[WORK ORDER 1]: Copy the article on overnight urgent care at Louth and Skegness word for word, from "Both centres have" up to and including "and Skegness hospitals.".
[WORK ORDER 2]: According to the article on overnight urgent care at Louth and Skegness, between which hours have both centres been closed overnight?
[WORK ORDER 3]: List every service or form of help that the article on overnight urgent care at Louth and Skegness says the NHS 111 service offers in its bulleted list.

[PASSAGE TO READ]:
Both centres have been closed overnight between 10pm and 8am since March last year, with patients having to use the NHS 111 service instead during this time.
Tracy Pilcher, deputy chief executive of Lincolnshire Community Health Services NHS Trust and director of nursing, allied health professionals and operations said: “Our clinical team would like to thank local residents for their patience and support during the temporary closure of the overnight urgent care services at Louth and Skegness hospitals.
“The temporary pause meant that we were able to transfer our staff to support local health care services including our community nursing teams and our inpatient wards in the face of unprecedented demand for our services brought about by the pandemic.
“During the temporary overnight closure, it’s been very positive to see the way people have adapted to using NHS 111 to get appropriate help and advice for any urgent medical condition.
“Using NHS 111 offers significant benefits for our patients including the convenience of bookable appointments at the Louth and Skegness Urgent Treatment Centres as well as video or telephone consultations with a clinician.”
The NHS 111 service is available 24/7 and all calls from a landline or mobile are free of charge. The service is also available online and via the NHS 111 app.
The service offers a wide range of services and medical help and advice including:
• bookable appointments at the Louth and Skegness Urgent Treatment Centres
• arranging a prescription for collection at a local pharmacy
• providing a telephone or video consultation with a local experienced clinician
• signposting to other services including emergency dentists, late opening pharmacies for medical advice and community nurses
• arranging home visits where appropriate
• general medical help and support.
Patients can walk into the Louth or Skegness Urgent Treatment Centres but will be assessed and, depending on their condition, will either be given an appointment to return later in the day or asked to wait to be seen.
Urgent treatment centres can treat a range of conditions which are not critical or life threatening.
These include sprains and strains, suspected broken limbs, minor head injuries, cuts and grazes, skin infections and rashes, bites and stings, minor eye problems, coughs and colds, feverish illness in adults and children, abdominal pain, vomiting and diarrhoea, minor scalds and burns, and emergency contraception.
In an emergency situation, patients should always dial 999.

[EXCERPTED DATA]:
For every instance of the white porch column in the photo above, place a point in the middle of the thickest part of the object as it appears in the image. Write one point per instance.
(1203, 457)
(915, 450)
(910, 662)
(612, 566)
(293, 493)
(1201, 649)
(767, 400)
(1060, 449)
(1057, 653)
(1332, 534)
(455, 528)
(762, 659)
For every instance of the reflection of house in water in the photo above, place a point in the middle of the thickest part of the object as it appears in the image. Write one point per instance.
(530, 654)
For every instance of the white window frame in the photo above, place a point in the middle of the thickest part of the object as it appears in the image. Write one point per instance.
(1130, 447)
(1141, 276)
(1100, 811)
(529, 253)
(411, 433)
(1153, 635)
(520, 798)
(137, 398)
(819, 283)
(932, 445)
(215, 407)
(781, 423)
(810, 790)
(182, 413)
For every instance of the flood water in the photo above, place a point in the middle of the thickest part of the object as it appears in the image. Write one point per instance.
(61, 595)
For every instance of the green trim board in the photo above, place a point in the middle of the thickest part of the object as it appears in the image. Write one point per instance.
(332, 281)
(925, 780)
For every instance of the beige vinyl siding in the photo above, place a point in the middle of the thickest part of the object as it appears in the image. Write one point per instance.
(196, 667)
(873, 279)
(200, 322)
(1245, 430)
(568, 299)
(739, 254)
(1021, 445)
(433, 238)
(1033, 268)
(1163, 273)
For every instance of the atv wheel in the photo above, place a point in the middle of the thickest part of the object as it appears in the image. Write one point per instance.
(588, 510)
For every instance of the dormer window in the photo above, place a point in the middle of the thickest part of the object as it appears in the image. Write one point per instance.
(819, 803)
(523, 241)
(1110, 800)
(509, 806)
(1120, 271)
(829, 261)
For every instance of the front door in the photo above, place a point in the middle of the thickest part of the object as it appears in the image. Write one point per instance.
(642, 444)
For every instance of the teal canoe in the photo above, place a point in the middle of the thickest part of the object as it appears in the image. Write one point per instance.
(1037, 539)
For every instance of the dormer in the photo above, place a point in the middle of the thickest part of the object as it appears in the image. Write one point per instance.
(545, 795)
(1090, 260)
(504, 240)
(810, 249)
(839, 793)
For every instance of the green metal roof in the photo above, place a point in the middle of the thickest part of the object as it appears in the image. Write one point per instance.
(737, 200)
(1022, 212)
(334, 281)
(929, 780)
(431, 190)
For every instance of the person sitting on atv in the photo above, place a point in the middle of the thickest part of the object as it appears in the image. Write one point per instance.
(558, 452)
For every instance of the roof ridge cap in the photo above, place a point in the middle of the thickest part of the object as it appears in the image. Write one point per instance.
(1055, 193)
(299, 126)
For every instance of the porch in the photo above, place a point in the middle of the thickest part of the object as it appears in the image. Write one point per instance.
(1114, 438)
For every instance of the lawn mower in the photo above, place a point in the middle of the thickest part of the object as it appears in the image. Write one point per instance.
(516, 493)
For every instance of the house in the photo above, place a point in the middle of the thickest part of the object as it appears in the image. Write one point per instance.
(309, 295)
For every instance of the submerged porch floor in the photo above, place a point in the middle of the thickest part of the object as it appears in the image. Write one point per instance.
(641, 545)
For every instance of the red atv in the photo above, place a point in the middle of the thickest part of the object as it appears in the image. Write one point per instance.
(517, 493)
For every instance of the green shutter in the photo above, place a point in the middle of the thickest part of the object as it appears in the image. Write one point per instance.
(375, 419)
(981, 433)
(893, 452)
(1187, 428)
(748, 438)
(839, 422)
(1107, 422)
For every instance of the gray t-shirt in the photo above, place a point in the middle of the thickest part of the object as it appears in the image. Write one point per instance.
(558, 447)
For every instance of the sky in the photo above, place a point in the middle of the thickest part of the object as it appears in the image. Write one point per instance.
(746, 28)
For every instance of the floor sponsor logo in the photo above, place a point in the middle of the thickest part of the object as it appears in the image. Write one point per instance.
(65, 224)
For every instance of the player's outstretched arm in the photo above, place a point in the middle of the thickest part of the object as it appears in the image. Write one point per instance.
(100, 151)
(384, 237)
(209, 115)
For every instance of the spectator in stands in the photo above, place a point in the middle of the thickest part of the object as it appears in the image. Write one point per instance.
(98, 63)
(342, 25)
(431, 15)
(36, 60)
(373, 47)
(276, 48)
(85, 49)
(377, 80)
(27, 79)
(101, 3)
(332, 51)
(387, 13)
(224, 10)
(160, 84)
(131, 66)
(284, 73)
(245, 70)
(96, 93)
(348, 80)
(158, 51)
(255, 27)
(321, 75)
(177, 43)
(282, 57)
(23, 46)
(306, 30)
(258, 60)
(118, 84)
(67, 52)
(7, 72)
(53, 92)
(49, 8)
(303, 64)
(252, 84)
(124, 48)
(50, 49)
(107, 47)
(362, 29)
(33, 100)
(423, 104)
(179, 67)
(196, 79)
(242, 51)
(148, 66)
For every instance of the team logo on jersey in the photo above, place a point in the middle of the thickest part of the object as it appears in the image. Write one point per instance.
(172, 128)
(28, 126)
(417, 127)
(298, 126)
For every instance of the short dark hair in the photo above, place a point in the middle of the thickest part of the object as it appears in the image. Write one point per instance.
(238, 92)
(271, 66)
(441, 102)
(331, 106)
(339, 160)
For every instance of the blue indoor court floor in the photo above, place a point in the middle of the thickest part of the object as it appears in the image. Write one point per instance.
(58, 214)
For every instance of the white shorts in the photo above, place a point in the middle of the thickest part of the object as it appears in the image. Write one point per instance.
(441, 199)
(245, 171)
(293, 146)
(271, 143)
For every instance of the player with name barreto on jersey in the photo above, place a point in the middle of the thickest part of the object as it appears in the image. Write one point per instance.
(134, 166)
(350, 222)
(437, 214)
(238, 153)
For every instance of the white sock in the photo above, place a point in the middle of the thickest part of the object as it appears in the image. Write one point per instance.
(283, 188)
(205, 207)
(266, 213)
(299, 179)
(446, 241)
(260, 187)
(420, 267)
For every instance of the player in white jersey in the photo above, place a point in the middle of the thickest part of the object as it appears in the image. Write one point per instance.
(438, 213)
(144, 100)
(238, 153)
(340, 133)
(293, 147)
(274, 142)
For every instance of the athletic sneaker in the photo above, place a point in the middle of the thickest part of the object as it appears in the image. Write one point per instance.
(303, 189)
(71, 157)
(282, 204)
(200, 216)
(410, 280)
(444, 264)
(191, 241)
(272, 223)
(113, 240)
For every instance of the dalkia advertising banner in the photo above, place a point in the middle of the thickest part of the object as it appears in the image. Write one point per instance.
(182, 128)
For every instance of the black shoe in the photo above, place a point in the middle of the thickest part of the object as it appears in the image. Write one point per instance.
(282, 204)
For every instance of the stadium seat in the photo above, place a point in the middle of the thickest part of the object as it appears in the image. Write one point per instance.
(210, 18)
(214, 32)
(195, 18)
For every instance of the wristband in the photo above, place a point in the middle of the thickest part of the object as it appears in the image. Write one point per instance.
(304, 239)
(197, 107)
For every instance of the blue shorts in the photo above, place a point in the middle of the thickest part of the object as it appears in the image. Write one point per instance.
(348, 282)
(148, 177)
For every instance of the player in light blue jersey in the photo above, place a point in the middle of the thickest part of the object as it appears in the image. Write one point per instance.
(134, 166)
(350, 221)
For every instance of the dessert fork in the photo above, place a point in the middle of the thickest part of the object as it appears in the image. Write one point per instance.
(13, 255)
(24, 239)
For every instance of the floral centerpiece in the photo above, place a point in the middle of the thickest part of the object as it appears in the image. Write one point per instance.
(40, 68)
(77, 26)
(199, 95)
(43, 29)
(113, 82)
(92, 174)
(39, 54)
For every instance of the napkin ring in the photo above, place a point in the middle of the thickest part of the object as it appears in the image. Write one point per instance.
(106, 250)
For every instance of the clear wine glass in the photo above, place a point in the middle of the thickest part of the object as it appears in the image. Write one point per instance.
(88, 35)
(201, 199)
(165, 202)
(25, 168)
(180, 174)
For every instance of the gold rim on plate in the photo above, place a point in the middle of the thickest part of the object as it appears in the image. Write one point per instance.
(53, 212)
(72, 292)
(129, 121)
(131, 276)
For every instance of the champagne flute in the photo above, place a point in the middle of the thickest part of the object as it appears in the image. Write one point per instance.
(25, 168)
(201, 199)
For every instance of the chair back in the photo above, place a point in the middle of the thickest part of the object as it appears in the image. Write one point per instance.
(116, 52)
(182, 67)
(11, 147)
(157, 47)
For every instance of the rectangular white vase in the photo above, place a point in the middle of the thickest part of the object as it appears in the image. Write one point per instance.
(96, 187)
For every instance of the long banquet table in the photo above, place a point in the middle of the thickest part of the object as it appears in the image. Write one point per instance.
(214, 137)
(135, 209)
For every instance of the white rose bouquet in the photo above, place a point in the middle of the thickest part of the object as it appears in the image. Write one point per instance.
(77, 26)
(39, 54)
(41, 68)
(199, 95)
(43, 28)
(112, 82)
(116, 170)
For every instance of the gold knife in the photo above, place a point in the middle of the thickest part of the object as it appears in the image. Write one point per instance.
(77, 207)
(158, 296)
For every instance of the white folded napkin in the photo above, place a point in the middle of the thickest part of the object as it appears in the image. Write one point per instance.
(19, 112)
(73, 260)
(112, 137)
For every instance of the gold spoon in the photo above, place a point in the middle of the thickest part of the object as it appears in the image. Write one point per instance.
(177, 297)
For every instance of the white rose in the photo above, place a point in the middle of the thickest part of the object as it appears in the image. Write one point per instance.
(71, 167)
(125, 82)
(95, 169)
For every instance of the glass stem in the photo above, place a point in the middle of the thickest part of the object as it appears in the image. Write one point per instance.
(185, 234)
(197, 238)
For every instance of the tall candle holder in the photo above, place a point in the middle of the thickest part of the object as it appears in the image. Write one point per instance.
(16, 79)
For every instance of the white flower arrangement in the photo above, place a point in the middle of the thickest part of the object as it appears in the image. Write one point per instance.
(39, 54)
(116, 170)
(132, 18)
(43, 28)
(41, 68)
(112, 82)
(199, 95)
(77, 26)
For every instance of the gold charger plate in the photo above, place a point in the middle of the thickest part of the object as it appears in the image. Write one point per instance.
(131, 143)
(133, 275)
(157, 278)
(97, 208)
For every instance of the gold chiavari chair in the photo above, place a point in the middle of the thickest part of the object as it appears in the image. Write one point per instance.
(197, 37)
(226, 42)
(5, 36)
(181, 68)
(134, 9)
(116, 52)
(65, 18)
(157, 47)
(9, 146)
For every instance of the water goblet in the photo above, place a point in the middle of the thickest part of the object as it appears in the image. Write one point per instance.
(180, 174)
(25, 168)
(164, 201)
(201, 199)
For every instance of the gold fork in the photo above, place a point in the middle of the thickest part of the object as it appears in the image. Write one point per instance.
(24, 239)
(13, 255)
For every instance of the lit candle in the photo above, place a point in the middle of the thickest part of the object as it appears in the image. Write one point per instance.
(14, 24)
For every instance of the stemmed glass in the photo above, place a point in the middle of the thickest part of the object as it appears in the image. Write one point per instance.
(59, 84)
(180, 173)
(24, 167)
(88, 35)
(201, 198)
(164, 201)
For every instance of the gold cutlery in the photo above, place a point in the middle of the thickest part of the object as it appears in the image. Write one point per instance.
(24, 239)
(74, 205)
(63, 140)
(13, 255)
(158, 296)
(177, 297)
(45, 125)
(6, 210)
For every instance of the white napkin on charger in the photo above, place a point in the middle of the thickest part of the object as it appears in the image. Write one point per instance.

[OUTPUT 1]:
Both centres have been closed overnight between 10pm and 8am since March last year, with patients having to use the NHS 111 service instead during this time.
Tracy Pilcher, deputy chief executive of Lincolnshire Community Health Services NHS Trust and director of nursing, allied health professionals and operations said: “Our clinical team would like to thank local residents for their patience and support during the temporary closure of the overnight urgent care services at Louth and Skegness hospitals.

[OUTPUT 2]: Between 10pm and 8am.

[OUTPUT 3]:
- Bookable appointments at the Louth and Skegness Urgent Treatment Centres
- Arranging a prescription for collection at a local pharmacy
- Providing a telephone or video consultation with a local experienced clinician
- Signposting to other services, including emergency dentists, late opening pharmacies for medical advice and community nurses
- Arranging home visits where appropriate
- General medical help and support